(Named-object pointing listing)
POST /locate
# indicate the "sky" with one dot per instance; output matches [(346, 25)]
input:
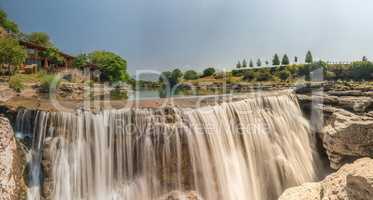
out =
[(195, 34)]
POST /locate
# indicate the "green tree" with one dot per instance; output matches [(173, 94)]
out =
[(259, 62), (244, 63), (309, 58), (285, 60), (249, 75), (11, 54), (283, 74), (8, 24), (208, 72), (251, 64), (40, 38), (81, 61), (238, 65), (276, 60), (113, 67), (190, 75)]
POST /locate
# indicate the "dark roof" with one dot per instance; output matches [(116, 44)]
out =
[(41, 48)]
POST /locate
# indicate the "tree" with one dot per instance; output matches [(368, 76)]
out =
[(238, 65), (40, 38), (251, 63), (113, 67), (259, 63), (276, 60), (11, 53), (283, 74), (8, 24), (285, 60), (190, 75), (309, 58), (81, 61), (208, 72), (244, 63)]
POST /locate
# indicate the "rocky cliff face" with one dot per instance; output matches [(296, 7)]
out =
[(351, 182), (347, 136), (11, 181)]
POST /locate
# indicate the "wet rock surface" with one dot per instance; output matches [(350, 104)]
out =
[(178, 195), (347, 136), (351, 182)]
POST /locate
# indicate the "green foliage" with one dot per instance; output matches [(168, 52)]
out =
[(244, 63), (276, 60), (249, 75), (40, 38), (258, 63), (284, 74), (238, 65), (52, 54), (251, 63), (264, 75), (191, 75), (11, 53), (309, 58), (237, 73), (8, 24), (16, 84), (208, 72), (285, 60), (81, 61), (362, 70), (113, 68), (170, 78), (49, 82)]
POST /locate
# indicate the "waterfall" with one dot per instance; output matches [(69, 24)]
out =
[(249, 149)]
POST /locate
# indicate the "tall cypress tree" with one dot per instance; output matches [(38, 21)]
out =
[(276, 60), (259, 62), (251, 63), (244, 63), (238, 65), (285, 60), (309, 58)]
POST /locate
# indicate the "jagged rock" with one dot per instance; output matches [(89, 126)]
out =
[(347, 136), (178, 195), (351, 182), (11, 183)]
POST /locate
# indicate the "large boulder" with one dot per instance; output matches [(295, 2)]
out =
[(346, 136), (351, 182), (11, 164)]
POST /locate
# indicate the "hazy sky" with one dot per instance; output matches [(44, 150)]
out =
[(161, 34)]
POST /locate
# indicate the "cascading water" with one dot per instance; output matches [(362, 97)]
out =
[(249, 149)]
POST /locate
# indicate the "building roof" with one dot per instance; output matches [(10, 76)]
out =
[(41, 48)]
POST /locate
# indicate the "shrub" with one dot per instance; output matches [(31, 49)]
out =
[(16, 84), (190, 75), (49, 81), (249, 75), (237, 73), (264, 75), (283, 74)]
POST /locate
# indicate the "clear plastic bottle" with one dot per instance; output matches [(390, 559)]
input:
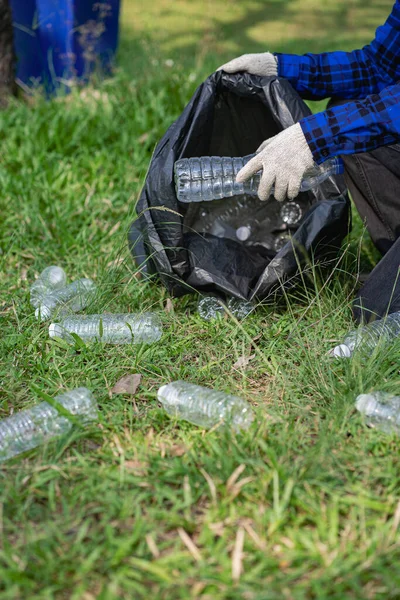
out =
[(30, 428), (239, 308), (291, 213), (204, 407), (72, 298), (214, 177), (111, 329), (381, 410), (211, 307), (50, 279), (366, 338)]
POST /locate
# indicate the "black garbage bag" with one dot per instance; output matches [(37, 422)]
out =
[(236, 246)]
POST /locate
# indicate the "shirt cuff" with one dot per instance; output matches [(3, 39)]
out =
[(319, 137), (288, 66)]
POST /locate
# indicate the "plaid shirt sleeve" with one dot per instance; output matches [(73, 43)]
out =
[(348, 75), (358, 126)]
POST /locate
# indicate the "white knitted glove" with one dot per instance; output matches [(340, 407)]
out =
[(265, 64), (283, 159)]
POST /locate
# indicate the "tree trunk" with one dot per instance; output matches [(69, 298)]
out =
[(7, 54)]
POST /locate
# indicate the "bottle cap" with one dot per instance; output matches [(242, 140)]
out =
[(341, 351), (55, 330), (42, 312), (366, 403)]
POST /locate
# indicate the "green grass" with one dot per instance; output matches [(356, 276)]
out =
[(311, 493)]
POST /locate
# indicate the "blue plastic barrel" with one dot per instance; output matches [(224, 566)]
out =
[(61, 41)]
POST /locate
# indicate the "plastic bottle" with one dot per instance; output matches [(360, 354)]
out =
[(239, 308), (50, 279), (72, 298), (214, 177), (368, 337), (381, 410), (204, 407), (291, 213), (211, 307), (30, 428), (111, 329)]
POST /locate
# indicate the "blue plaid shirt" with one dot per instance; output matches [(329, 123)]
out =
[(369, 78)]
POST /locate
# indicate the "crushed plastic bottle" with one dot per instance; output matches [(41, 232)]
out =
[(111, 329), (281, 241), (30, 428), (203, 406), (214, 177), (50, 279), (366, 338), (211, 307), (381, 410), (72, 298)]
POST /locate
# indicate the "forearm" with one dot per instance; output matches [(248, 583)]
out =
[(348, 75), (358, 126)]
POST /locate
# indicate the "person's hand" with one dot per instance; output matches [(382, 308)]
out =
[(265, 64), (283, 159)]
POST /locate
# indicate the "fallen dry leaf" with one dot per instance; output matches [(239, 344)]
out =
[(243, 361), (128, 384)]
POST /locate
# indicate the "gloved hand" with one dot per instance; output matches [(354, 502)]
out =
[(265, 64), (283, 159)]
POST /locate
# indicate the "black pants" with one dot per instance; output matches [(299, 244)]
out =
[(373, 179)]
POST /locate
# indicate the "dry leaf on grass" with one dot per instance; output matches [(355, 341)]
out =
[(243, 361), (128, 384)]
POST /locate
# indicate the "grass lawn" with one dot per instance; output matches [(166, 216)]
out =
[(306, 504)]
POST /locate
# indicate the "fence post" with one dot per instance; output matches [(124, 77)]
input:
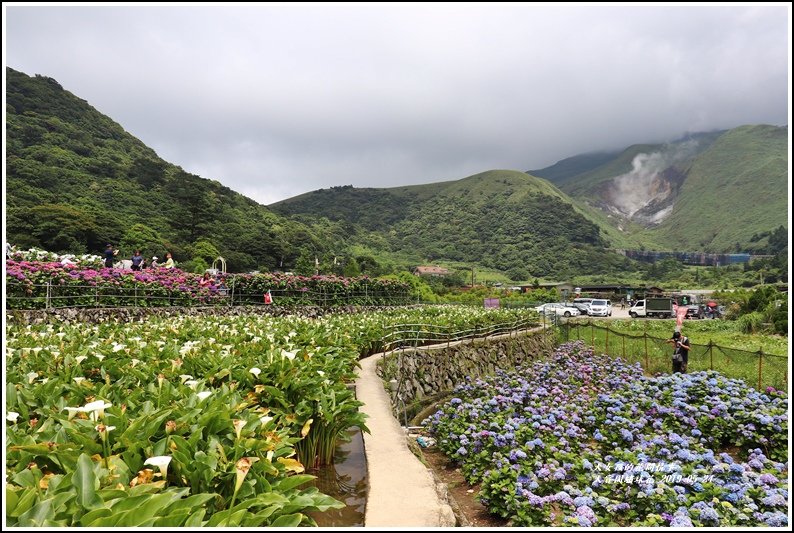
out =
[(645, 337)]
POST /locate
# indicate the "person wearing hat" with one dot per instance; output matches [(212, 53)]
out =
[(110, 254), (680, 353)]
--
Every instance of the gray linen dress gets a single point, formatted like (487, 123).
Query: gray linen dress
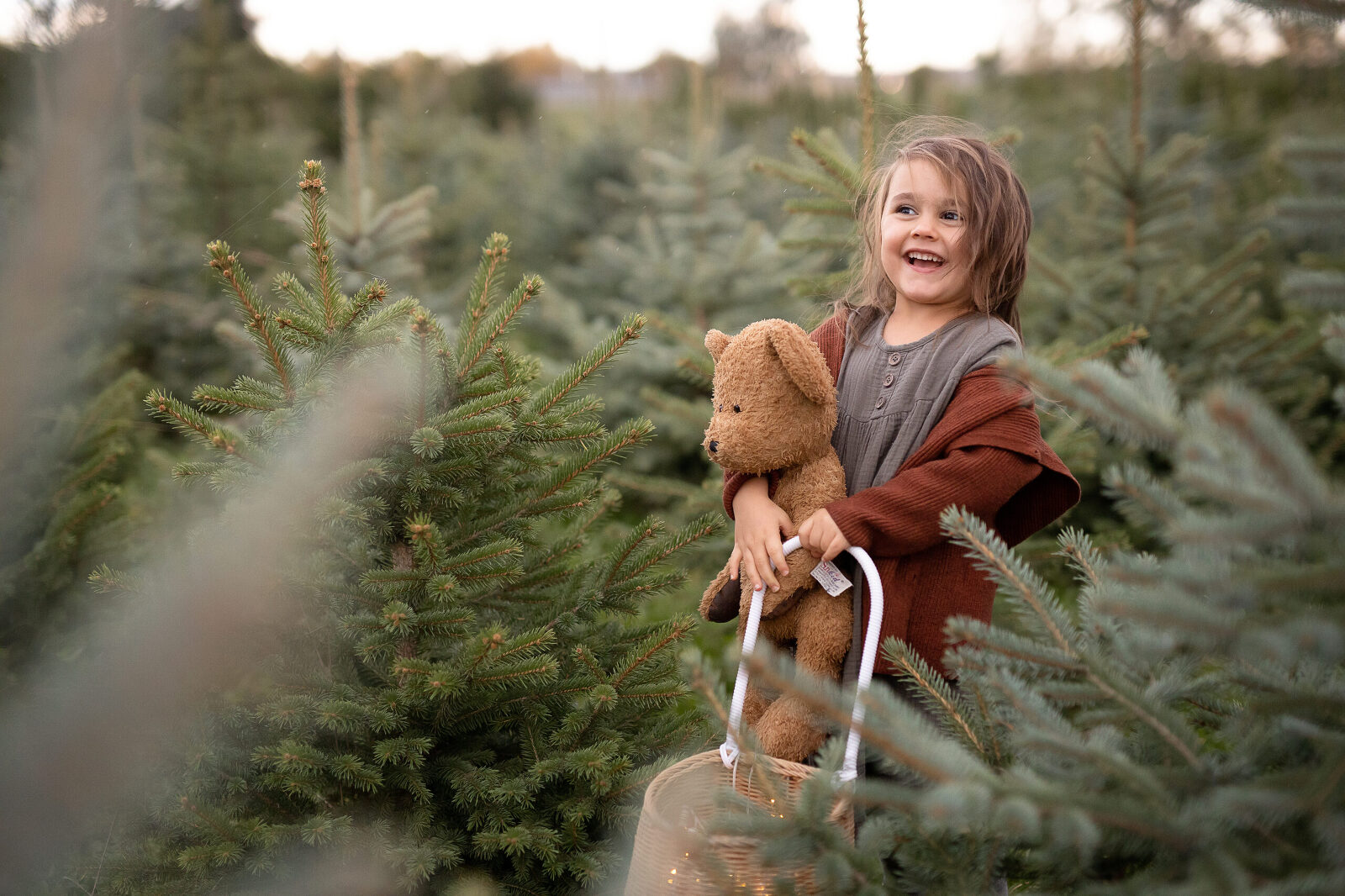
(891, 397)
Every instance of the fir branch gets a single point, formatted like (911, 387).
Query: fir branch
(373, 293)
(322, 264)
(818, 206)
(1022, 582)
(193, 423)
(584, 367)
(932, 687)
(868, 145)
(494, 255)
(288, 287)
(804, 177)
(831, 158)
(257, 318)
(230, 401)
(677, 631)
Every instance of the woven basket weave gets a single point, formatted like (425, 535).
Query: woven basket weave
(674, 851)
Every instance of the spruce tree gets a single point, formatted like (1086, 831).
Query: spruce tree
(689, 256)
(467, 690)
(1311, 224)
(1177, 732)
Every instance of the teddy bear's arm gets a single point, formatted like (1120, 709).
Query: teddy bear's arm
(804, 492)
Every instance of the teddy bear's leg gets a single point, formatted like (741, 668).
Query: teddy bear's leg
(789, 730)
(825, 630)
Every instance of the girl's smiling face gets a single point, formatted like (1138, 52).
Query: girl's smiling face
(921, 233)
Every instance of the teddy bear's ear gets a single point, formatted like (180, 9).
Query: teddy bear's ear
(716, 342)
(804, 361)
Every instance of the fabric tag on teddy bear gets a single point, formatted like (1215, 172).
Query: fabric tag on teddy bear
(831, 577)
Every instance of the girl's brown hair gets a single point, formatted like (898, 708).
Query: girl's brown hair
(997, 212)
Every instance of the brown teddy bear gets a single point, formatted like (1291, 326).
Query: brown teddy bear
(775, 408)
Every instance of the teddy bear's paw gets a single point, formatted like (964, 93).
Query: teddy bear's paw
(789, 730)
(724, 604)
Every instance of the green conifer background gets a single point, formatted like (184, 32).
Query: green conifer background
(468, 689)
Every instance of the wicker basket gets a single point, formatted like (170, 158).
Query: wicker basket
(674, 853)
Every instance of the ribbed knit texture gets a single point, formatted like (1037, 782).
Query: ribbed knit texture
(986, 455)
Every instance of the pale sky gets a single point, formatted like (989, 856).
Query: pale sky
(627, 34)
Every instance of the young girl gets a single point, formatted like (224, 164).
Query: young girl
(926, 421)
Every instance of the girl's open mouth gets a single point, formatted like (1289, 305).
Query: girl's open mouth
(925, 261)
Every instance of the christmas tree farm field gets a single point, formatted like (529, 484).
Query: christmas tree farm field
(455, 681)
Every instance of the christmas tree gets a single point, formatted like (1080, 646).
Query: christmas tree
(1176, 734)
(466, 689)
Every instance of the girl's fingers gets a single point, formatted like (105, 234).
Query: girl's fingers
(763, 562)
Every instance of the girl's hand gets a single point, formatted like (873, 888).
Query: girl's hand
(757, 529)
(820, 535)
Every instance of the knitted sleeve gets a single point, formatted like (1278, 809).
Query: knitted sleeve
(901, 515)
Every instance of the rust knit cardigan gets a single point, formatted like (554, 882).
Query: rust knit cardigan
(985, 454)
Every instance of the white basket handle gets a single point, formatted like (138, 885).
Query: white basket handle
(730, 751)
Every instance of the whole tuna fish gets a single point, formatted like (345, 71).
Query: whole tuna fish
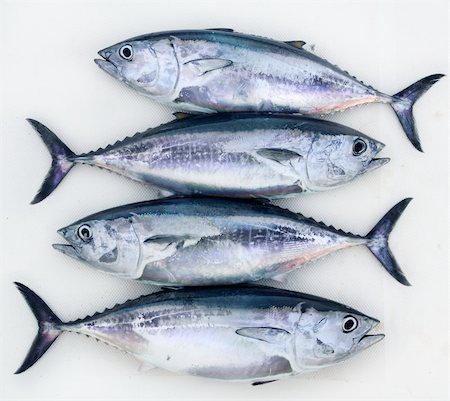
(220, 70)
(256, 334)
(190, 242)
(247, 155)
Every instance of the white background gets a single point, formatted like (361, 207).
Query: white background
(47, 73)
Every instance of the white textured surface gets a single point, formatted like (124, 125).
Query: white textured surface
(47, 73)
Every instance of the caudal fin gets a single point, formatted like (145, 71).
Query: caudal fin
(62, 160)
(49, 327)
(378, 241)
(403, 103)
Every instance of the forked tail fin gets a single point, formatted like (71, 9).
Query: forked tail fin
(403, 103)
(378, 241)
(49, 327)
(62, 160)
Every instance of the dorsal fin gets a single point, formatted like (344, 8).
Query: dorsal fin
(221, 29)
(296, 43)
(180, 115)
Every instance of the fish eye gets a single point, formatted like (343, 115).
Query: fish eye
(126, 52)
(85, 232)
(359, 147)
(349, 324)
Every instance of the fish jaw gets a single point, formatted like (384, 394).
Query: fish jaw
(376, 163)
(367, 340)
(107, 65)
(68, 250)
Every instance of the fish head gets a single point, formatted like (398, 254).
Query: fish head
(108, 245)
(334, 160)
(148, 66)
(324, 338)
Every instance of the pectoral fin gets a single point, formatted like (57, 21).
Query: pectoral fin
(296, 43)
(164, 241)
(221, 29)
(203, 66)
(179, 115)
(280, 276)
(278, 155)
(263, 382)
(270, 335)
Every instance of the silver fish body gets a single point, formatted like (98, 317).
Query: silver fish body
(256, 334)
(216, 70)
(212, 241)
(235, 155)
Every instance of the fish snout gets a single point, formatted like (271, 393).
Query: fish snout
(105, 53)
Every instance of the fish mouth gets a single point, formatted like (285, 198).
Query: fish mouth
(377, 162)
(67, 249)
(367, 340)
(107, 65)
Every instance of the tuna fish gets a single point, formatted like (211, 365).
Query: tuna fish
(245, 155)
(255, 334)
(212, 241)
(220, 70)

> Goal of the exercise
Collect every line of the listing that contains the string "weave", matching case exactly.

> Exercise answer
Every instance of the woven basket weave gets a single point, formatted like (425, 535).
Query: woven basket weave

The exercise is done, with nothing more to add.